Extract each line of the material below that contains the word "green".
## Start Exercise inputs
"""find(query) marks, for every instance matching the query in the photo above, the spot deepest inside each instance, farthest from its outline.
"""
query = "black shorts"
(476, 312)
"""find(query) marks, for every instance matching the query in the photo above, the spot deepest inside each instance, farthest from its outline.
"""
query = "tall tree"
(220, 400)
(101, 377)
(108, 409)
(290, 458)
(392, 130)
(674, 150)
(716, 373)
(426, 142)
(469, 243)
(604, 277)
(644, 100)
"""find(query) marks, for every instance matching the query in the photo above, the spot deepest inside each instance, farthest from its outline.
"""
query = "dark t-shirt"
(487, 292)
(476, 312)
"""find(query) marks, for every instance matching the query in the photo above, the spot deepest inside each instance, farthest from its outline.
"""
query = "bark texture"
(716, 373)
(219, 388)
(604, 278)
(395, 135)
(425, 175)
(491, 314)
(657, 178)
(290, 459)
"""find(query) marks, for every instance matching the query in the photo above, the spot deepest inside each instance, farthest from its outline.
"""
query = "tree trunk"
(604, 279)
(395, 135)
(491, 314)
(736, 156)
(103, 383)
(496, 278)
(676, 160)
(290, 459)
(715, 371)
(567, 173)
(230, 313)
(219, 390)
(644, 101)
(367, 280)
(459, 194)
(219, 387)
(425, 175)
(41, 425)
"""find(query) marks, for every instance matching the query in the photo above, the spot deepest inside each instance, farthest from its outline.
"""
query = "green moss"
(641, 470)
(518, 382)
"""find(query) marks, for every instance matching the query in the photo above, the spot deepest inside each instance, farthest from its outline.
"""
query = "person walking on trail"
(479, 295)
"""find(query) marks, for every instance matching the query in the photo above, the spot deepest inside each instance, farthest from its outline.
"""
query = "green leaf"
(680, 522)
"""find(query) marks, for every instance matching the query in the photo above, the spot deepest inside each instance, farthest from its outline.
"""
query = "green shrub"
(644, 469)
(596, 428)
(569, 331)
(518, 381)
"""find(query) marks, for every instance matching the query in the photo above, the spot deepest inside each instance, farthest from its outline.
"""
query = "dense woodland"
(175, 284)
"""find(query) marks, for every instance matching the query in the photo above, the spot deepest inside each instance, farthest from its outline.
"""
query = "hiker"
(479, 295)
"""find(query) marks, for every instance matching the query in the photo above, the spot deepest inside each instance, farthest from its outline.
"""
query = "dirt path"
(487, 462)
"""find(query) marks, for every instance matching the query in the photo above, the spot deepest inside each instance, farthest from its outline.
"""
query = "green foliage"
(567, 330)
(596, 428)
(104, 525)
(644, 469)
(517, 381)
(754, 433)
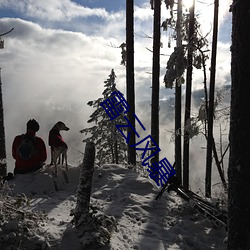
## End Exercise inputs
• [Exercise answer]:
query = "green moss"
query = "green leaf"
query = "green shrub"
query = "green foliage"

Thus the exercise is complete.